[Begin Given records]

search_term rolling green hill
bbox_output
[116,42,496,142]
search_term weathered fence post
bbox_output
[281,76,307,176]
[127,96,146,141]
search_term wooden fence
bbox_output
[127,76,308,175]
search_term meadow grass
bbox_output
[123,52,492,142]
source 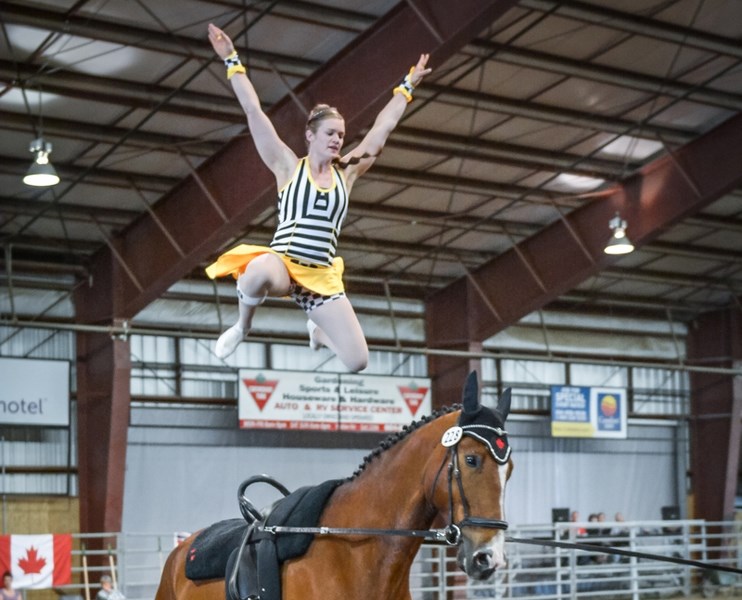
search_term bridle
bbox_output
[433,423,510,546]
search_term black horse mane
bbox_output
[347,404,461,481]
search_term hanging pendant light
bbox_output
[603,213,634,254]
[23,137,59,187]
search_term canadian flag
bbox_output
[0,534,72,590]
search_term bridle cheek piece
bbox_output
[433,424,510,546]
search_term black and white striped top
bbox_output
[270,156,348,267]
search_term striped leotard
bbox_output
[270,156,348,266]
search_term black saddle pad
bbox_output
[186,519,247,581]
[186,479,344,581]
[266,479,344,563]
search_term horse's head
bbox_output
[438,373,513,579]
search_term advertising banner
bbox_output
[239,369,431,432]
[551,385,628,439]
[0,358,70,425]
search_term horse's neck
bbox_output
[322,423,446,547]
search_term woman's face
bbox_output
[307,117,345,159]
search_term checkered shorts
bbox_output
[289,281,345,313]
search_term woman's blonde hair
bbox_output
[306,104,378,169]
[306,104,343,133]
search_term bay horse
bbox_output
[156,373,513,600]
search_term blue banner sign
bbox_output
[551,385,628,439]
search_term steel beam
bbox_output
[687,309,742,521]
[427,114,742,382]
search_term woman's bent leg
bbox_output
[214,254,291,359]
[308,297,368,372]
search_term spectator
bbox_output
[569,510,587,537]
[95,575,124,600]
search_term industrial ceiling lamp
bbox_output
[23,137,59,187]
[603,213,634,254]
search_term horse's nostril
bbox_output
[474,550,493,568]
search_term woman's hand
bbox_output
[410,54,433,87]
[209,23,234,60]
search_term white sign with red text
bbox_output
[239,369,431,432]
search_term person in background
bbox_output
[0,571,23,600]
[95,575,124,600]
[206,23,431,372]
[569,510,587,537]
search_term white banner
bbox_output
[0,358,70,425]
[239,369,431,432]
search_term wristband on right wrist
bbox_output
[224,50,247,79]
[392,67,415,104]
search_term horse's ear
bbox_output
[495,388,513,423]
[462,371,480,415]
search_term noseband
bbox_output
[433,424,510,546]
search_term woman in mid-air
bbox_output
[206,24,431,371]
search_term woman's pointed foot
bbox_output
[307,320,322,350]
[214,323,247,360]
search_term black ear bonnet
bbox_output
[458,371,511,465]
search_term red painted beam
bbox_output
[78,0,516,319]
[76,326,131,533]
[687,309,742,521]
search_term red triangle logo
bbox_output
[242,375,278,411]
[399,383,428,417]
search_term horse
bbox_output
[155,373,513,600]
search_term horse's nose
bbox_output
[472,548,496,579]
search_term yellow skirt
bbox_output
[206,244,345,296]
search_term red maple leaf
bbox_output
[18,546,46,575]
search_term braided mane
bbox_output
[346,404,461,481]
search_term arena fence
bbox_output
[53,520,742,600]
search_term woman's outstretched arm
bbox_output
[343,54,432,183]
[209,23,299,185]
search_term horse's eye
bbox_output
[464,454,482,469]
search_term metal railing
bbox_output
[52,520,742,600]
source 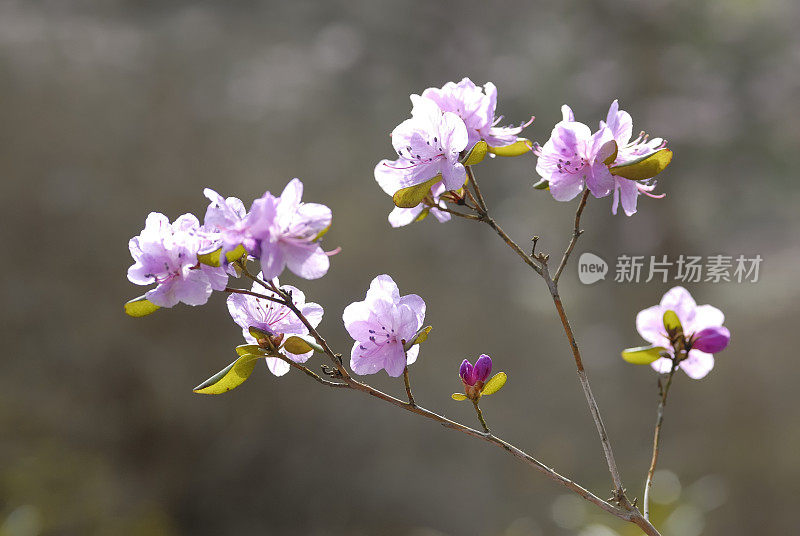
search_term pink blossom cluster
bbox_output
[375,78,532,227]
[128,179,332,307]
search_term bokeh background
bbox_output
[0,0,800,536]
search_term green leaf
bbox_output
[125,296,160,318]
[481,372,508,396]
[403,326,433,352]
[193,354,264,395]
[197,244,247,266]
[664,309,683,333]
[236,344,267,356]
[489,138,533,156]
[622,346,666,365]
[414,208,431,223]
[610,149,672,181]
[461,140,489,166]
[392,175,442,208]
[283,335,325,355]
[600,140,619,166]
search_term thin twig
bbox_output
[481,214,542,275]
[472,399,491,434]
[277,354,351,389]
[403,365,417,406]
[542,263,624,499]
[225,287,286,305]
[642,359,678,519]
[436,206,480,221]
[553,192,589,283]
[472,170,628,504]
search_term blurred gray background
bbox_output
[0,0,800,536]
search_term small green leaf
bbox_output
[610,149,672,181]
[125,296,160,318]
[598,140,619,166]
[664,309,683,333]
[481,372,508,396]
[197,244,247,266]
[622,346,666,365]
[489,138,533,156]
[283,335,325,355]
[247,326,272,341]
[312,224,333,242]
[236,344,267,355]
[403,326,433,352]
[461,140,489,166]
[192,354,264,395]
[414,208,431,223]
[392,175,442,208]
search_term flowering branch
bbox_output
[553,190,589,283]
[262,302,648,536]
[125,78,730,536]
[403,365,417,406]
[456,165,624,504]
[642,360,678,519]
[472,398,492,434]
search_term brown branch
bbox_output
[225,287,286,305]
[553,192,589,283]
[472,399,491,434]
[403,365,417,406]
[642,359,678,519]
[435,206,480,221]
[462,169,657,534]
[467,166,489,212]
[479,214,542,275]
[542,262,625,499]
[275,353,350,389]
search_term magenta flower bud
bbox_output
[692,326,731,354]
[473,354,492,382]
[458,359,475,385]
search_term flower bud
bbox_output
[458,359,475,385]
[472,354,492,382]
[692,326,731,354]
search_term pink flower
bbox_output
[636,287,730,380]
[375,95,467,195]
[342,275,425,377]
[201,188,263,262]
[536,105,615,201]
[600,100,667,216]
[422,78,533,147]
[128,212,228,307]
[228,274,324,376]
[458,354,492,387]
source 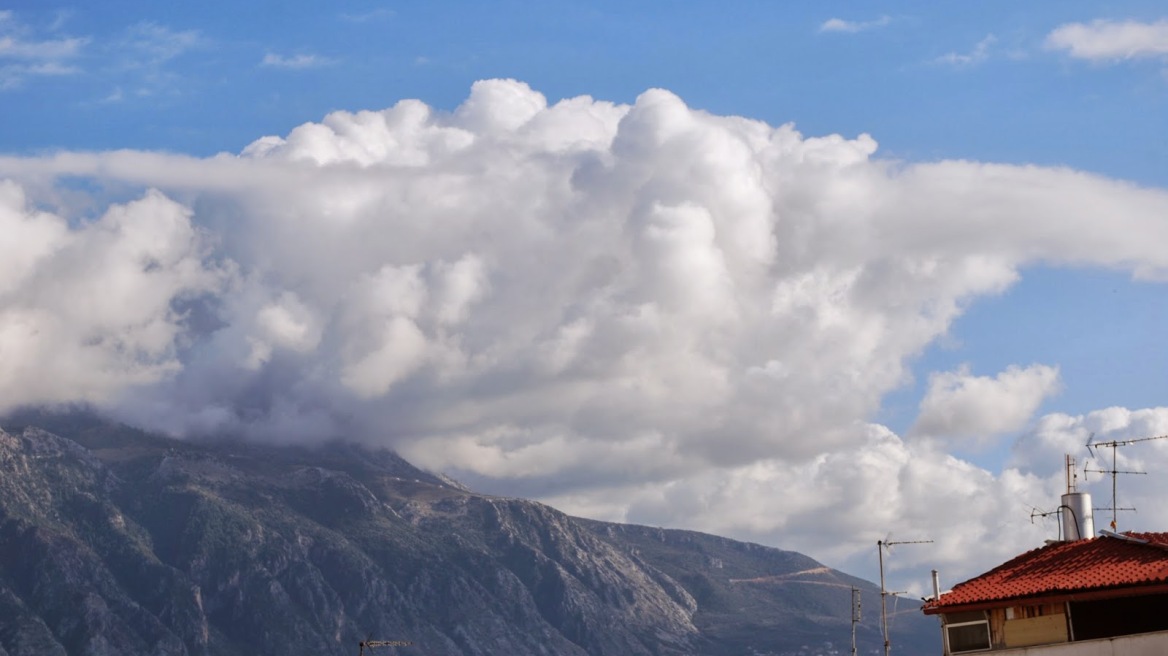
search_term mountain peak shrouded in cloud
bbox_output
[0,79,1168,583]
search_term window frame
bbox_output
[945,617,994,654]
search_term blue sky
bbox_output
[0,0,1168,581]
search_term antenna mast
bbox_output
[878,539,933,656]
[1083,434,1168,531]
[851,586,860,656]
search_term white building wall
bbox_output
[982,631,1168,656]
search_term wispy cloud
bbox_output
[0,11,89,90]
[121,22,206,64]
[259,53,336,70]
[341,7,395,23]
[933,34,997,68]
[819,16,892,34]
[1045,19,1168,61]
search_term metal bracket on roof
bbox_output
[1099,529,1150,544]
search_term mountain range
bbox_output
[0,412,940,656]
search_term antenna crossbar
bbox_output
[1083,433,1168,531]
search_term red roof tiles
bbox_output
[923,532,1168,615]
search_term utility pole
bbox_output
[876,539,933,656]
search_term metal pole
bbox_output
[876,540,892,656]
[851,587,860,656]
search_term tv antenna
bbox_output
[878,539,933,656]
[357,640,413,656]
[1083,433,1168,531]
[851,586,861,656]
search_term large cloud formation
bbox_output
[0,81,1168,583]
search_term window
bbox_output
[945,612,990,654]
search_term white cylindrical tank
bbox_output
[1062,493,1094,540]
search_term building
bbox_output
[922,531,1168,656]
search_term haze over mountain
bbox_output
[0,413,939,656]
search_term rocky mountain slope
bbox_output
[0,414,939,656]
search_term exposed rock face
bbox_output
[0,419,937,656]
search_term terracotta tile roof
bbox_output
[923,532,1168,614]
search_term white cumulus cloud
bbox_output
[913,364,1059,438]
[0,79,1168,583]
[1045,19,1168,61]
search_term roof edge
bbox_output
[920,582,1168,615]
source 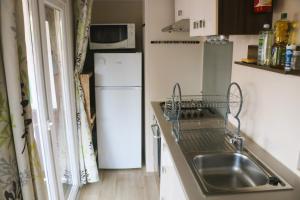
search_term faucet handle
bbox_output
[229,136,245,151]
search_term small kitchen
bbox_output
[80,0,300,200]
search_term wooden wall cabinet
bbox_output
[175,0,273,36]
[175,0,190,21]
[190,0,218,36]
[218,0,273,35]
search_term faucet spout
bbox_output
[229,136,245,152]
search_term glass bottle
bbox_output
[257,24,274,66]
[271,13,290,68]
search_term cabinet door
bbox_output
[190,0,218,36]
[168,162,188,200]
[160,137,171,200]
[175,0,190,21]
[160,137,187,200]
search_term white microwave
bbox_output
[90,24,135,50]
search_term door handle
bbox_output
[151,124,161,139]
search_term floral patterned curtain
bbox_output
[74,0,99,184]
[0,0,47,200]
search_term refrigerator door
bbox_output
[96,87,142,169]
[94,53,142,87]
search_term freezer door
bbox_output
[94,53,142,87]
[96,87,142,169]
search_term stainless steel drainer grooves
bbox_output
[163,82,243,142]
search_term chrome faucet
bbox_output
[172,83,182,142]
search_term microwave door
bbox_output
[90,25,134,49]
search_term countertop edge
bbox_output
[151,102,300,200]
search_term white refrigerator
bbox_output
[94,53,142,169]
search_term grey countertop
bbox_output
[152,102,300,200]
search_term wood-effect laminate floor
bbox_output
[79,169,159,200]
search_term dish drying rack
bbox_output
[163,82,243,141]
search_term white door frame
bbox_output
[22,0,80,200]
[39,0,80,199]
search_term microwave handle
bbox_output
[151,124,161,139]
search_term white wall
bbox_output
[230,0,300,176]
[145,0,202,171]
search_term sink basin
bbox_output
[194,153,269,189]
[192,152,290,193]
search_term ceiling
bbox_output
[94,0,143,2]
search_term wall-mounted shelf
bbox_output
[234,61,300,76]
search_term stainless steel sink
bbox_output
[194,153,269,189]
[192,153,290,193]
[178,128,292,195]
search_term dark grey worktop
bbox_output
[152,102,300,200]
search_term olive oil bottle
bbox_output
[271,13,290,68]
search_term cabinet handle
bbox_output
[199,20,203,28]
[178,10,183,16]
[163,143,166,151]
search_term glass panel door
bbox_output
[45,5,73,196]
[24,0,79,200]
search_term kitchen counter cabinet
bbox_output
[160,136,187,200]
[152,102,300,200]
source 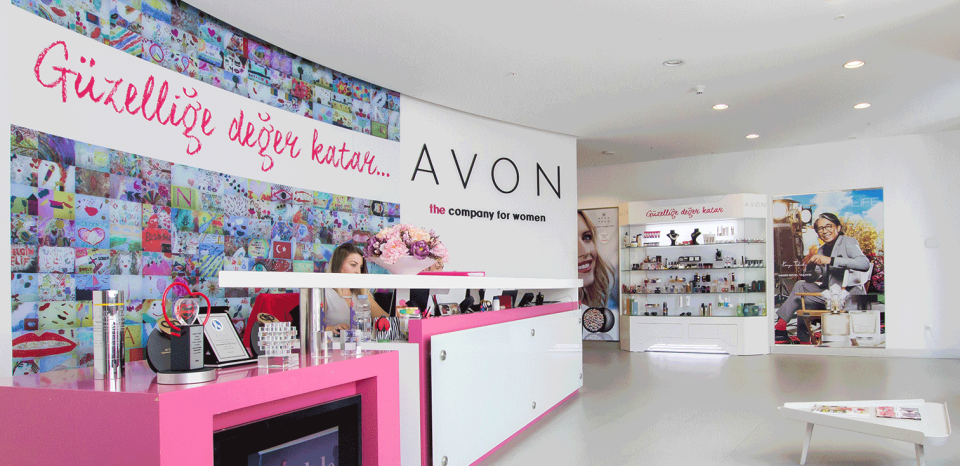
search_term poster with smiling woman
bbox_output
[773,188,886,348]
[577,207,620,341]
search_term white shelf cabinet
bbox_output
[619,194,770,355]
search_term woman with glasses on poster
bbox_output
[774,213,870,343]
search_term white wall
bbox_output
[0,2,577,374]
[577,131,960,356]
[396,96,577,278]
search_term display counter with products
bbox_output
[220,272,583,466]
[619,194,770,355]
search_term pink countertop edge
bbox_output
[0,351,400,466]
[409,301,580,466]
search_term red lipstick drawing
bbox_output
[13,332,77,358]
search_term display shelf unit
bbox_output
[619,194,769,355]
[220,271,583,466]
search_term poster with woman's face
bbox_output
[577,207,620,341]
[772,188,886,348]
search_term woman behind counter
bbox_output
[323,243,387,334]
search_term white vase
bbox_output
[367,255,436,275]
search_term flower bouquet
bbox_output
[364,224,450,275]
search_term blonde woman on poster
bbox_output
[577,210,619,340]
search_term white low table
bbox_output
[777,400,950,466]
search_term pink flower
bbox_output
[380,237,409,264]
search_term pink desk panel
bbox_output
[0,351,400,466]
[409,302,580,466]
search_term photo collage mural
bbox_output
[12,0,400,141]
[10,126,400,375]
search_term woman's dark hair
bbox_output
[330,243,367,294]
[813,212,843,235]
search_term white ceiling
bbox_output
[189,0,960,167]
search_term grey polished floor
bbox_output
[481,342,960,466]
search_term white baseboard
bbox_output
[770,345,960,359]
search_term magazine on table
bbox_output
[877,406,920,421]
[813,405,870,416]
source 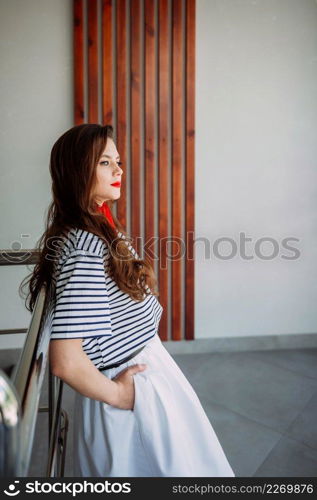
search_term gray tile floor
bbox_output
[5,349,317,477]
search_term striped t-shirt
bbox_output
[50,228,163,368]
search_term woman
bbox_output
[19,124,234,477]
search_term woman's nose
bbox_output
[116,165,123,175]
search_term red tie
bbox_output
[97,201,116,228]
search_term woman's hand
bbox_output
[111,363,147,410]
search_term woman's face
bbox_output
[93,137,123,206]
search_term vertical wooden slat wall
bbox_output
[73,0,195,340]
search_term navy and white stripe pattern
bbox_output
[51,229,163,368]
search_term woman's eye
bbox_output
[100,160,122,165]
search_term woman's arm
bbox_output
[49,338,118,406]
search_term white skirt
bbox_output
[73,334,235,477]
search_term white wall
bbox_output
[0,0,317,348]
[195,0,317,338]
[0,0,73,348]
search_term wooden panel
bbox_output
[73,0,195,340]
[116,0,127,229]
[130,0,142,255]
[87,0,98,123]
[171,0,184,340]
[101,0,113,125]
[73,0,85,125]
[185,0,196,340]
[157,0,170,340]
[144,0,156,267]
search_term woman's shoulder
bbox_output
[57,228,108,257]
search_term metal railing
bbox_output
[0,251,68,477]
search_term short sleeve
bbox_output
[50,250,111,340]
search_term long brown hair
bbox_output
[19,123,159,312]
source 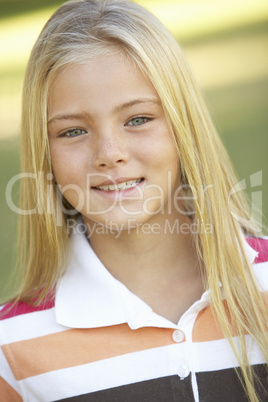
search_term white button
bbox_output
[178,365,190,380]
[172,329,185,343]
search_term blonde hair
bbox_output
[11,0,268,401]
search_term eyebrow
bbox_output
[47,97,161,125]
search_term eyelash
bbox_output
[59,116,153,138]
[125,116,153,127]
[59,128,86,138]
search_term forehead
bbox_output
[48,53,158,117]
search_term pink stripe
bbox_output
[246,237,268,264]
[0,296,55,320]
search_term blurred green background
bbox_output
[0,0,268,302]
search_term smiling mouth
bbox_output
[93,177,144,191]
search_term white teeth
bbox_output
[95,179,142,191]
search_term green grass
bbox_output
[0,80,268,295]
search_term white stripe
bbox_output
[0,308,66,344]
[18,343,191,402]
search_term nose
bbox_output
[94,134,129,168]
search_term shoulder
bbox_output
[0,295,55,321]
[246,237,268,264]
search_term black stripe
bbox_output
[56,375,195,402]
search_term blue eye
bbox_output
[126,117,151,126]
[60,128,86,137]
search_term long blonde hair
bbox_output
[11,0,268,401]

[End Given records]

Task goal:
Arrange the records, from the first line through the line containing "[156,373,513,600]", as a Markdown table with the columns Row and Text, one numbered row per line and both end lines included. Skip blank lines and leave the pictures out.

Result of the exercise:
| Row | Text |
|---|---|
| 1 | search_term rolling green hill |
| 2 | bbox_output |
| 3 | [116,42,496,142] |
| 4 | search_term weathered fence post |
| 5 | bbox_output |
| 6 | [281,76,307,176] |
| 7 | [127,96,146,141] |
| 8 | search_term wooden fence |
| 9 | bbox_output |
| 10 | [127,76,308,175] |
| 11 | search_term meadow grass |
| 12 | bbox_output |
| 13 | [123,52,492,142] |
| 14 | source  |
| 15 | search_term bridle |
| 16 | bbox_output |
| 17 | [433,423,510,546] |
| 18 | search_term black horse mane |
| 19 | bbox_output |
| 20 | [347,404,461,481] |
| 21 | search_term hanging pendant light |
| 22 | bbox_output |
| 23 | [603,213,634,254] |
| 24 | [23,137,59,187] |
| 25 | search_term canadian flag |
| 26 | bbox_output |
| 27 | [0,534,72,590] |
| 28 | search_term bridle cheek piece |
| 29 | bbox_output |
| 30 | [433,424,510,546] |
| 31 | search_term black and white striped top |
| 32 | bbox_output |
| 33 | [270,156,348,267] |
| 34 | search_term striped leotard |
| 35 | bbox_output |
| 36 | [270,156,348,266] |
| 37 | search_term black saddle pad |
| 38 | bbox_output |
| 39 | [186,519,247,581] |
| 40 | [186,479,344,581] |
| 41 | [266,479,344,563] |
| 42 | search_term horse's head |
| 43 | bbox_output |
| 44 | [438,373,513,579] |
| 45 | search_term advertising banner |
| 46 | bbox_output |
| 47 | [239,369,431,432] |
| 48 | [551,385,628,439] |
| 49 | [0,358,70,425] |
| 50 | search_term horse's neck |
| 51 | bbox_output |
| 52 | [322,423,446,547] |
| 53 | search_term woman's face |
| 54 | bbox_output |
| 55 | [307,117,345,159] |
| 56 | search_term checkered shorts |
| 57 | bbox_output |
| 58 | [289,281,345,313] |
| 59 | search_term woman's blonde hair |
| 60 | bbox_output |
| 61 | [306,104,378,169] |
| 62 | [306,104,343,133] |
| 63 | search_term bay horse |
| 64 | bbox_output |
| 65 | [156,373,513,600] |